BEGIN Listed entries

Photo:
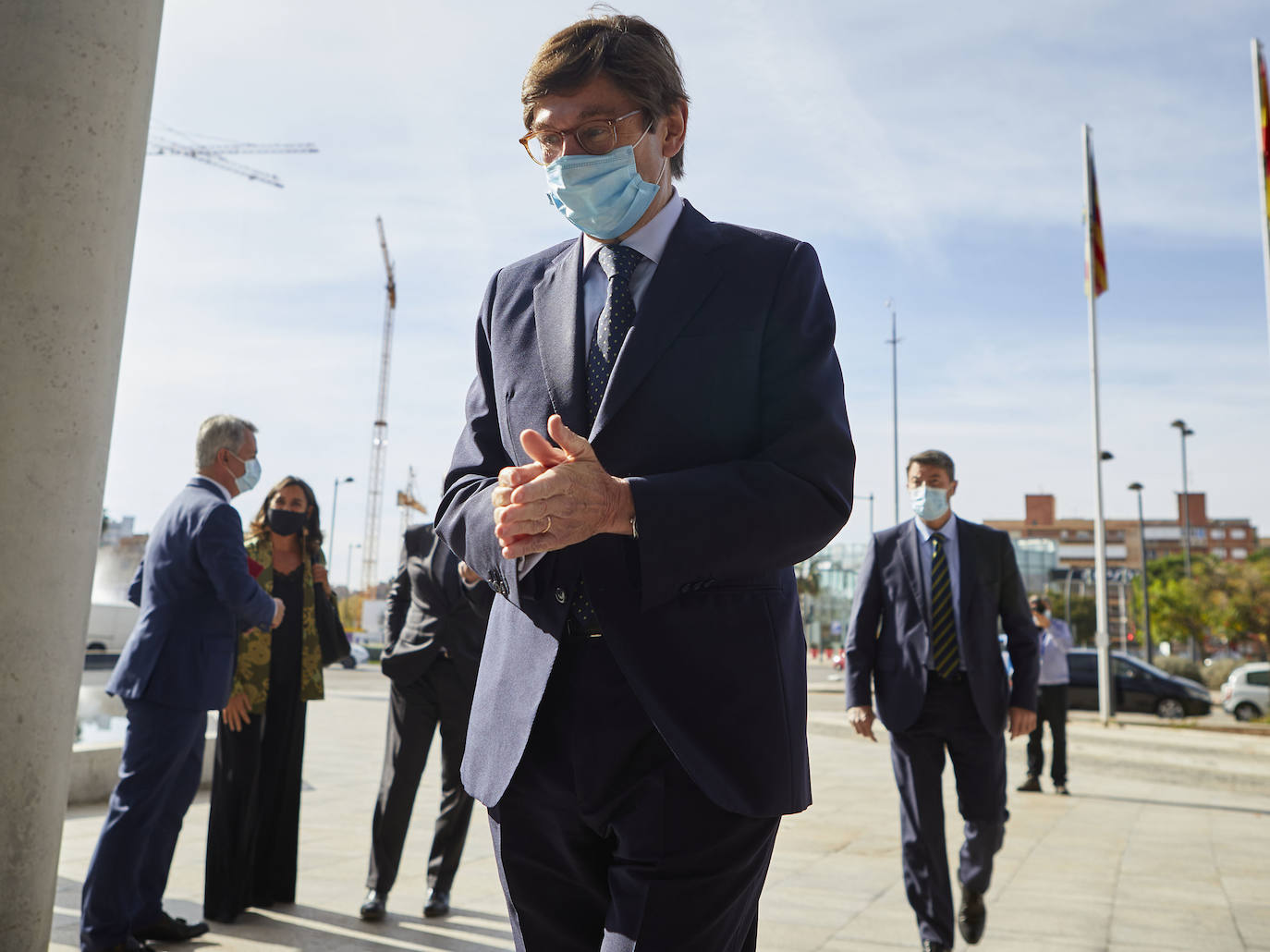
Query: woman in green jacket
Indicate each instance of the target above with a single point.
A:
(254, 824)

END Listed entries

Exactly as written, set down each line of the records, leaving out the pictures.

→ Solution for this task
Photo:
Query: woman in green jacket
Indicate each instance of the target above with a single point.
A:
(254, 824)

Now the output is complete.